[Records provided Boundary: Start]

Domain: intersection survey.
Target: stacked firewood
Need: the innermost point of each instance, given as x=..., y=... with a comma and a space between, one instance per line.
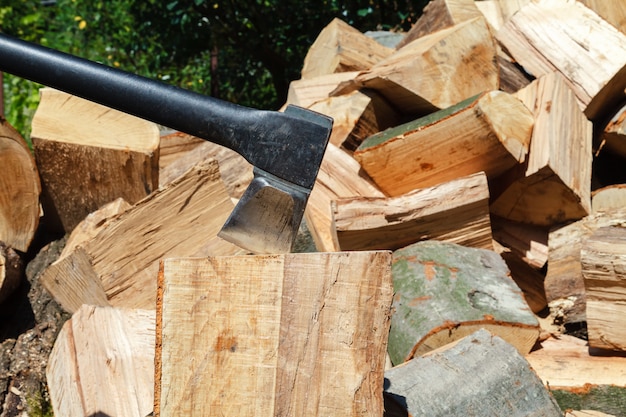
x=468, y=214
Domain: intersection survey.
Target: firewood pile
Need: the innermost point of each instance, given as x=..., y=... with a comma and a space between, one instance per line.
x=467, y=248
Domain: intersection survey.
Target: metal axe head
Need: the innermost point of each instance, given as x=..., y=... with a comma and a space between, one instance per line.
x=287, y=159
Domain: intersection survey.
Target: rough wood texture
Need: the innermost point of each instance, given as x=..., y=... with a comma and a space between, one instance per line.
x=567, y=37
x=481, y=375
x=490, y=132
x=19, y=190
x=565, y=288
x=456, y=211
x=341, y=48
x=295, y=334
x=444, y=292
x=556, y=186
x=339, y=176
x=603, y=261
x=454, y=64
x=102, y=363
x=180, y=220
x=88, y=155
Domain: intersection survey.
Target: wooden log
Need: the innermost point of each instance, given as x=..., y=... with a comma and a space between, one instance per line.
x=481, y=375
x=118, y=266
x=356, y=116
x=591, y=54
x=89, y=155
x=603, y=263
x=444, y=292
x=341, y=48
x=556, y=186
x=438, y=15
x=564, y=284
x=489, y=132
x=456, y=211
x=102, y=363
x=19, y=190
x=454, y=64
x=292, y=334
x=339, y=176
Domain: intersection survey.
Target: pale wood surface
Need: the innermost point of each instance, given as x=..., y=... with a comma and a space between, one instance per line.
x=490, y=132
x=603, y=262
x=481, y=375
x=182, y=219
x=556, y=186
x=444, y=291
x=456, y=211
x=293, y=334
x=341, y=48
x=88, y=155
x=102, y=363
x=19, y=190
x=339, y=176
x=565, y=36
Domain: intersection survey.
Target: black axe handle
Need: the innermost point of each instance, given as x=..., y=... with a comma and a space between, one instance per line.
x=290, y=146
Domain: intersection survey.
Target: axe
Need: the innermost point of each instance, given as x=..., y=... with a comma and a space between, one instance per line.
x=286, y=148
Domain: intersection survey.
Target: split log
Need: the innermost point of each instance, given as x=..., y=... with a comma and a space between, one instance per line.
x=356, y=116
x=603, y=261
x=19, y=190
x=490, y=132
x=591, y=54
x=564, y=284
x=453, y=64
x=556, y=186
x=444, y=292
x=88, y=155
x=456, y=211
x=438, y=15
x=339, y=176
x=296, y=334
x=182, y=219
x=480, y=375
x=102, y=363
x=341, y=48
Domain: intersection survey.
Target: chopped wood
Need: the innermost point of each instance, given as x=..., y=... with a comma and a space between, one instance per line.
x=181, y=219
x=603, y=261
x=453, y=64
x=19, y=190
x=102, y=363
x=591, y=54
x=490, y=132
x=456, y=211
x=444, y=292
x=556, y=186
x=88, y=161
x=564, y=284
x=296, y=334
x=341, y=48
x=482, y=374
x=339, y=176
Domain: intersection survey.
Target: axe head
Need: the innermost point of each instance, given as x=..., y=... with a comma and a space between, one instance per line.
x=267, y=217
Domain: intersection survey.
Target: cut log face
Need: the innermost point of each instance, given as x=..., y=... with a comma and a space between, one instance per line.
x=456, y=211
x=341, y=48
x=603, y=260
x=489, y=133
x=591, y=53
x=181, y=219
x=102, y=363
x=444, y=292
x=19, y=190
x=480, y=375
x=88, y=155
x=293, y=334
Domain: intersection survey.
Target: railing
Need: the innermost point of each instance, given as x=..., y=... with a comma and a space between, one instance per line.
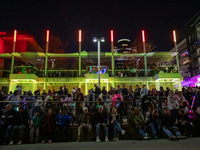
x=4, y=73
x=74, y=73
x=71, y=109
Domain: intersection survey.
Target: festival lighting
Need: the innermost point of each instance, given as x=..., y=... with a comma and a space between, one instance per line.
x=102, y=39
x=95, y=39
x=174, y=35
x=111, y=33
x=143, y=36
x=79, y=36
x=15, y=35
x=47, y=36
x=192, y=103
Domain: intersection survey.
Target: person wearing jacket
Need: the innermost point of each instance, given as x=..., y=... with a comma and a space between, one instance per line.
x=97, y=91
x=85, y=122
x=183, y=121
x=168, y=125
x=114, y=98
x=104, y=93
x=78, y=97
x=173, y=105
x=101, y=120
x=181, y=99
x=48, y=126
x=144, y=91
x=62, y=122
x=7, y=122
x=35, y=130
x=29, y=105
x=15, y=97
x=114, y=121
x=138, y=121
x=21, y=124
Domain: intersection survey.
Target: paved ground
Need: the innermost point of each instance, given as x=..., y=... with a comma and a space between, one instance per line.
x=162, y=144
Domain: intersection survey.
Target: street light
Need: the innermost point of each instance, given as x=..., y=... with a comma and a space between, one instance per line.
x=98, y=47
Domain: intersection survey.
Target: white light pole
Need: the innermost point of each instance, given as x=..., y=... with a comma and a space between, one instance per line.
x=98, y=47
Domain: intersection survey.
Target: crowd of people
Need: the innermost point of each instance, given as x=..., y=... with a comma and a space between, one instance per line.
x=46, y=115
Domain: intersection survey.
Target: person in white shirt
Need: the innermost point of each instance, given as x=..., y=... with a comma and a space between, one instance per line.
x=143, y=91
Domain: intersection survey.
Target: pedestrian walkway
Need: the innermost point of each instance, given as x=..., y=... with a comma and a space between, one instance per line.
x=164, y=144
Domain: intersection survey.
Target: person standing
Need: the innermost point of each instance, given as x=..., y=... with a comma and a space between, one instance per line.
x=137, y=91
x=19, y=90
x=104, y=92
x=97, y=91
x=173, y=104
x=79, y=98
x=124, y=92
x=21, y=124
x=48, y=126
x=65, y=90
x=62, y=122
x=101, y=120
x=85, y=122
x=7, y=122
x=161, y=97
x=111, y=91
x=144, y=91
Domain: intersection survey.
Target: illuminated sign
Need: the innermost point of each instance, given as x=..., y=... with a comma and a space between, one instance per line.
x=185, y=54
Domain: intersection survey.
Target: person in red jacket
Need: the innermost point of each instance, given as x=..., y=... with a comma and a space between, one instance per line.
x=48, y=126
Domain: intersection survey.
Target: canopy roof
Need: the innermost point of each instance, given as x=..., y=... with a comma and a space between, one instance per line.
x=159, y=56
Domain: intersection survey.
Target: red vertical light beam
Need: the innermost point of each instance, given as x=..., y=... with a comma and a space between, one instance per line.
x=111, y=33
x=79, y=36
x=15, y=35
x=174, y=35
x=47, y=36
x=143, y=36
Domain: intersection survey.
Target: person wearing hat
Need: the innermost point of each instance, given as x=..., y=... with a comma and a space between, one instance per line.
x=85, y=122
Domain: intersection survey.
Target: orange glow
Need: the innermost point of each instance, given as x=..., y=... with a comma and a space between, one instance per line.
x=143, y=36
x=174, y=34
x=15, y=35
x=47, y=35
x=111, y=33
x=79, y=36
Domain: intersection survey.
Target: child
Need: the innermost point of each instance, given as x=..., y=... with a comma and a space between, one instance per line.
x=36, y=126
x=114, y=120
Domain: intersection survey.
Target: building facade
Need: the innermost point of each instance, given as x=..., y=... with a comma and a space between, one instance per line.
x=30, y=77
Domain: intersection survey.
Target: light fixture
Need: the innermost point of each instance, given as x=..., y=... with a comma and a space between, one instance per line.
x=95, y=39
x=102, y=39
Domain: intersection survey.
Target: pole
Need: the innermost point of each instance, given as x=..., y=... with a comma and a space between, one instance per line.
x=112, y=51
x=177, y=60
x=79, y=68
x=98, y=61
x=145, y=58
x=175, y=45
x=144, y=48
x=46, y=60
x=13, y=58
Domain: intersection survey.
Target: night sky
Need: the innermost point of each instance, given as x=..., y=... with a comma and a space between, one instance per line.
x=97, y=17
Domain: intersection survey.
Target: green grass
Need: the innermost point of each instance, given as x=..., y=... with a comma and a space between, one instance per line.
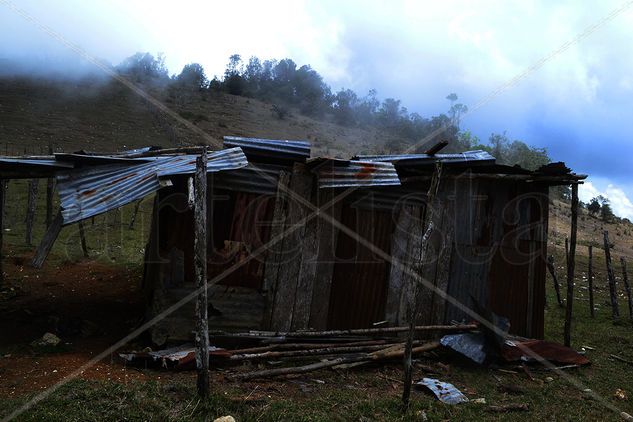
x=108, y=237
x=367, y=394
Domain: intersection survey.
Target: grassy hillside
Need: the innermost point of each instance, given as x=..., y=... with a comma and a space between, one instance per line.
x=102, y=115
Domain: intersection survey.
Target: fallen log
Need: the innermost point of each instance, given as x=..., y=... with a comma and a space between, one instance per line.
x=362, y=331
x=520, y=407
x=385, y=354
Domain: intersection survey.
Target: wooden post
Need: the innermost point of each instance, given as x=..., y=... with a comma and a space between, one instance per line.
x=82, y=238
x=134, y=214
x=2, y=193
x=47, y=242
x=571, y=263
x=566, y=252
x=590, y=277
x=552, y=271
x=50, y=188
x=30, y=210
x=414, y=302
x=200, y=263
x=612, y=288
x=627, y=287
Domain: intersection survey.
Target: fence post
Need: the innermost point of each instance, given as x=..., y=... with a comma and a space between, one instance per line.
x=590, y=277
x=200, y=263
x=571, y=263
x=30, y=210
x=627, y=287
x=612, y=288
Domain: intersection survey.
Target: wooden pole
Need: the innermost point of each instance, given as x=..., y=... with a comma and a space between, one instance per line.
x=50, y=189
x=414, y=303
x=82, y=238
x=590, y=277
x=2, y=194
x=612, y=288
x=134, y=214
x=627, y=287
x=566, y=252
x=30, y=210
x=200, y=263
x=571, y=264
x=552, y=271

[Records provided Boundary: End]
[Records provided Boundary: Start]

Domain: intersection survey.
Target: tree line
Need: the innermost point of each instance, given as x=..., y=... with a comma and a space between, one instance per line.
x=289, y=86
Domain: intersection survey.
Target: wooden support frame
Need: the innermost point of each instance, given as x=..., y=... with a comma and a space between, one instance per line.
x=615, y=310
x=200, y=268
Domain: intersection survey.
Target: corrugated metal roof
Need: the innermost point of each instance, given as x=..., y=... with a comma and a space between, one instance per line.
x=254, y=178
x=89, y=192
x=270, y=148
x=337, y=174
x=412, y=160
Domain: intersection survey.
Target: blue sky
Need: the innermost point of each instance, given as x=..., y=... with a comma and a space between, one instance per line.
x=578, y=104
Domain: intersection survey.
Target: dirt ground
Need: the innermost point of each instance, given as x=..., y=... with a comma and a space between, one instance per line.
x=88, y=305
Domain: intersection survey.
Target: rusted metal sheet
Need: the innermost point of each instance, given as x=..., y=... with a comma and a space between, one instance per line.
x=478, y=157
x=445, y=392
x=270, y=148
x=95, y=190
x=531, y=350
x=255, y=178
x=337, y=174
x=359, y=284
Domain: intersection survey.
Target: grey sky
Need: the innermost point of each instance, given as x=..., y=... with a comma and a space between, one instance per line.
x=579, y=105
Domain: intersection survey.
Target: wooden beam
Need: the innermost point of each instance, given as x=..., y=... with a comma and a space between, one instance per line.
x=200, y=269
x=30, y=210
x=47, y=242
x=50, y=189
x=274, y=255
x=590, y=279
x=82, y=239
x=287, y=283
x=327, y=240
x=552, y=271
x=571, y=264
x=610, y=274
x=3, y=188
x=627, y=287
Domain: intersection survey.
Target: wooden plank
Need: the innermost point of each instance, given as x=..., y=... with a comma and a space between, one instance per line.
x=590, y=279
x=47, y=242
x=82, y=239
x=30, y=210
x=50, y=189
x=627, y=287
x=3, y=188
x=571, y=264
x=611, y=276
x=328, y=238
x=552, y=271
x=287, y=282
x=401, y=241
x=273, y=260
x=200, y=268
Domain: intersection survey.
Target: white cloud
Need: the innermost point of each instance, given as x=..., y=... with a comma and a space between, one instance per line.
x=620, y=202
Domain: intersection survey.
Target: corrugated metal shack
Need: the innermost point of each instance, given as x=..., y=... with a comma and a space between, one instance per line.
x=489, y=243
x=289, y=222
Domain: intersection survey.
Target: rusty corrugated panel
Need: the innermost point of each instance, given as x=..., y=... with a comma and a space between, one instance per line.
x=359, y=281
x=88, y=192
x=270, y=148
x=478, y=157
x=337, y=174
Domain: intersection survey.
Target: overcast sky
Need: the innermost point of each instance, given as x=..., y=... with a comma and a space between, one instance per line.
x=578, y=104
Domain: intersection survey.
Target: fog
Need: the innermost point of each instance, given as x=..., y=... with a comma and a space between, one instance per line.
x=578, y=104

[Records provided Boundary: End]
[Records provided Boundary: Start]

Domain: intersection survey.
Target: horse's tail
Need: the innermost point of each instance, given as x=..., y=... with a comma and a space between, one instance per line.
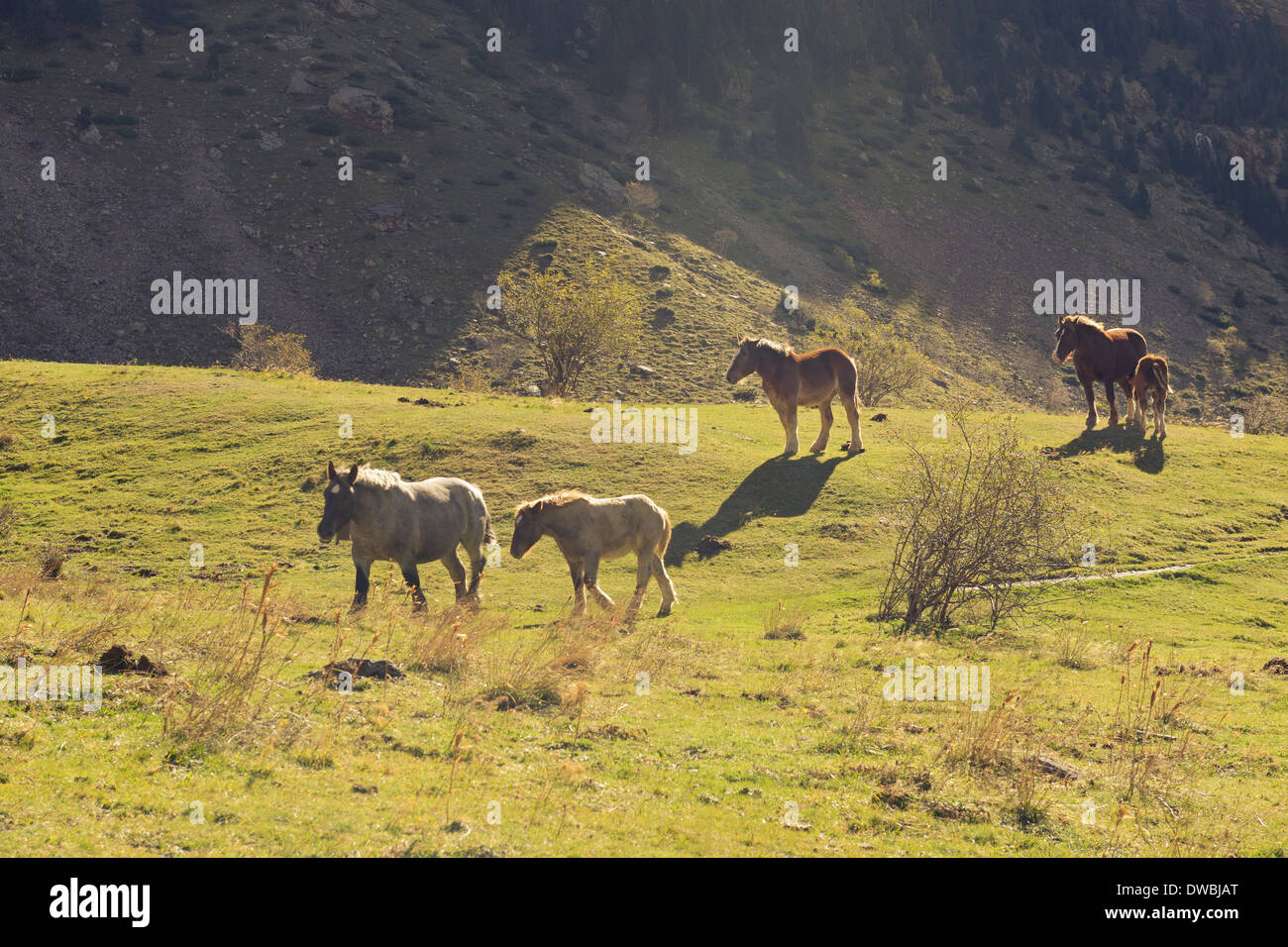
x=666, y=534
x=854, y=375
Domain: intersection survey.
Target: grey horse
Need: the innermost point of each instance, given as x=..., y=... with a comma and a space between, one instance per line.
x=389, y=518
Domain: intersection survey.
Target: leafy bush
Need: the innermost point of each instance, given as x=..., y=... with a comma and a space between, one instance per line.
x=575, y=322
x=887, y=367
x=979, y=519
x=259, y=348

[Records provided Boundary: End]

- [Task item]
Repeat, exactly as they stand above, the lines from the line with "Target: illuminated sign" to the line with "Target: person in red jacket", both lines included.

- [Solution to the problem]
Target: illuminated sign
Need: the innermost point of each instance, given as x=..., y=... with a comma and a space between, one instance per line.
x=185, y=54
Domain: intersection survey.
Target: person in red jacket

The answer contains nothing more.